◆ **Extrait à lire**
--- --- ---

RAPPORT INTÉRIMAIRE DU MARCHÉ DE LA VANILLE NO. 49 – AOÛT 2016

 

Bien que nous sommes en avance de la date normale de l’émission de notre rapport du marché de la vanille, l’état actuel  du marché de la vanille de Madagascar  ne nous laisse pas d’alternative que d’émettre une mise à jour afin d’essayer de  comprendre la folie qui se produit sur le terrain dans la  plus importante région de vanille du monde.   Nous donnerons suite en produisant un rapport plus compréhensif au cours du quatrième trimestre lorsqu’il sera possible d’évaluer la situation avec plus de précision.  Ce rapport traitera uniquement de Madagascar et abordera l’Indonésie et  la Papouasie Nouvelle Guinée.  Ces 3 origines sont responsables pour approximativement 95% de la production de gousses de vanille en 2016.

--- --- ---

◆ **Données fournies**
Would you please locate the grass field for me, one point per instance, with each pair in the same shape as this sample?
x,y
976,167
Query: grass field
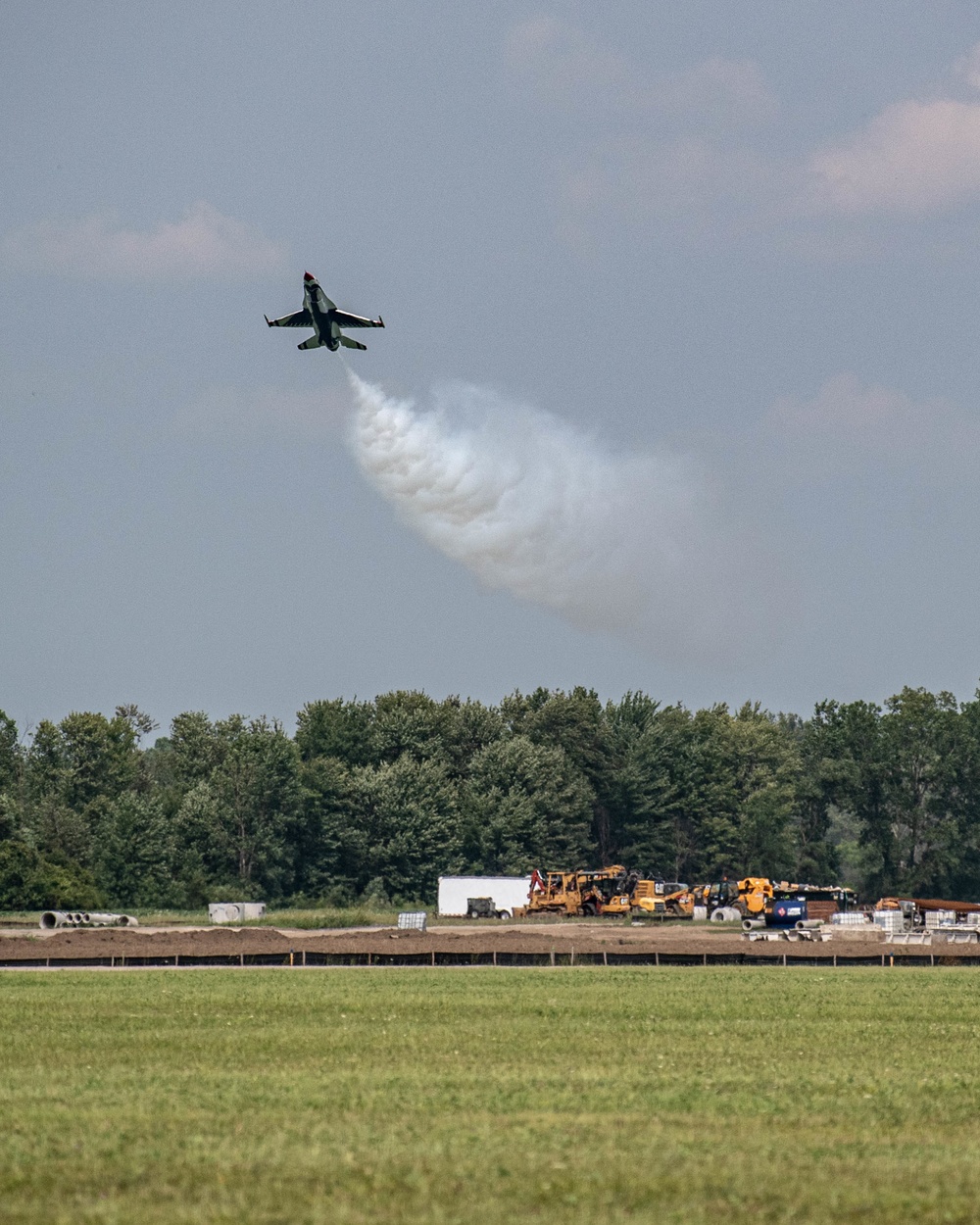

--- --- ---

◆ **Consignes**
[a] Pouvez-vous reformuler sous forme de liste le paragraphe de l'extrait sur le marché de la vanille qui commence par « Bien que nous sommes en avance », en conservant ses faits principaux ?
[b] Répondez à ces questions sur l'extrait consacré au marché de la vanille :
(i) Quel numéro porte ce rapport intérimaire d'après son titre ?
(ii) Au cours de quel trimestre un rapport plus compréhensif est-il annoncé ?
(iii) Quelle part approximative de la production de gousses de vanille en 2016 revient aux trois origines citées ?
Ce matériel forme un ensemble à part, sans lien avec l'extrait.

◆ **Réponses**
[a]
- Le rapport paraît plus tôt que d'habitude en raison de l'état actuel du marché de la vanille de Madagascar.
- Cette mise à jour cherche à comprendre la « folie » en cours dans la première région productrice de vanille au monde.
- Un rapport plus complet suivra au quatrième trimestre, quand la situation pourra être évaluée plus précisément.
- Le rapport porte sur Madagascar et aborde l'Indonésie et la Papouasie Nouvelle Guinée.
- Ces trois origines représentent environ 95 % de la production de gousses de vanille en 2016.

[b]
(i) Le numéro 49.
(ii) Au quatrième trimestre.
(iii) Environ 95 %.